- **Set task**:
Reproduce the material below word for word, keeping every line in the same order.

- **Extracted information**:

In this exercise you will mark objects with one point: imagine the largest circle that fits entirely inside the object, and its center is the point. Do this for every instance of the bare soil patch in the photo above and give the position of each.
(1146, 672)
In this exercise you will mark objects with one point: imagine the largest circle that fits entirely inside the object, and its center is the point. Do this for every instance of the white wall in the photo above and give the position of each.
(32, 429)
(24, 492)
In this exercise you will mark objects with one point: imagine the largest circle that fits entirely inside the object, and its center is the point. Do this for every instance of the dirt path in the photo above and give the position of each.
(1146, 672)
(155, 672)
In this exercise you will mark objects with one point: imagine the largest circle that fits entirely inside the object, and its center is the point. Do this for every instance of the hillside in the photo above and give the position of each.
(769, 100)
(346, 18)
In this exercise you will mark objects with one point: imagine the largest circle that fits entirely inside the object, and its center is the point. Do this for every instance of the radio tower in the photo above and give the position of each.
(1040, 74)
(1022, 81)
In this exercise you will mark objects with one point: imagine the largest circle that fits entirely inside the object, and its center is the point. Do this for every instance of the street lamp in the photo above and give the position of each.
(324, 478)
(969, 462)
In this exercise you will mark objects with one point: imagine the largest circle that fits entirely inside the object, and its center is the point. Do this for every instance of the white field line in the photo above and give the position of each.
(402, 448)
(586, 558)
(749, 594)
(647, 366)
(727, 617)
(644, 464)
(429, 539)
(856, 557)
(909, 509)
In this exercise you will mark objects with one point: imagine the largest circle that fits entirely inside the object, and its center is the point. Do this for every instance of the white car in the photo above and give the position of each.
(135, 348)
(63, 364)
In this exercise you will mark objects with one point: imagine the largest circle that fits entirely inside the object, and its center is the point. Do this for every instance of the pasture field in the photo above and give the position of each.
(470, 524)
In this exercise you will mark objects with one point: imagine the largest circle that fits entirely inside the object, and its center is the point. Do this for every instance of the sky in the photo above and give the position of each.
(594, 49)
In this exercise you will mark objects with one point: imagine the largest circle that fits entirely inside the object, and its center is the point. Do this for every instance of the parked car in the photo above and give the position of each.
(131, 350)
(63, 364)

- **Solution**:
In this exercise you will mark objects with one point: imagine the largest circle that fits entirely inside the object, and its center is the point. Do this for every instance of the bare soil patch in the photo above and give the position of each.
(1146, 672)
In this exercise you will mark objects with one point: imagine the largest circle that fits entirely inside the object, and its center is the point. Do this for every instance of the white wall in the photo above and give the position of each.
(32, 429)
(24, 492)
In this exercise you will mark objects with one point: imagine the largest circle that fits entirely inside the object, and its center is the point. Do this for every instance of the dirt path in the photo above and give the position of each.
(1146, 672)
(155, 672)
In this exercise you will mark objects with one point: imagine the largest circle that fits entirely inside the object, and its center is the point. Do this for every instance of the hillside in the photo above and give the position of each.
(769, 100)
(346, 18)
In this exercise you will mark objects with one point: imagine the largest circle that fits entirely inside the object, and its center is the point. Do this for every instance of the radio tower in the photo above and give the position of each.
(1040, 74)
(1022, 81)
In this exercise you will mark objects with one point: imagine the largest circle that fits entirely inside the object, and its center is the point. Do this for every instance of the street lamp in the photo above and give the position of each.
(324, 478)
(969, 462)
In this exercise you will mark objects with one point: imagine the largest circle that fits entirely inside the object, and its center is the point. Do this for every instance of the white field line in the photo above and give the position of each.
(402, 448)
(586, 558)
(749, 594)
(647, 366)
(727, 617)
(644, 464)
(429, 539)
(856, 557)
(909, 509)
In this exercise you will mark objects with one point: imagine the largest circle that fits entirely inside the object, and its center is the point. Do this for every instance of the white car in the photo above and give the position of each.
(135, 348)
(63, 364)
In this exercise you will mark objects with one point: imagine the largest circle that fits entirely inside the object, and its center is the point. Do this for every instance of the pasture field in the photo above and give the position of each.
(470, 524)
In this exercise you will mark objects with one point: imagine the largest circle that fits entirely inside the object, and its center is the point. Do this for every instance of the sky in the photo above and give the position of each.
(594, 49)
In this exercise you will mark objects with one point: imagine the largest circle that fits entirely inside the object, and its center is the point. Do this for every instance of the parked car in the photo above and give the position of each.
(131, 350)
(63, 364)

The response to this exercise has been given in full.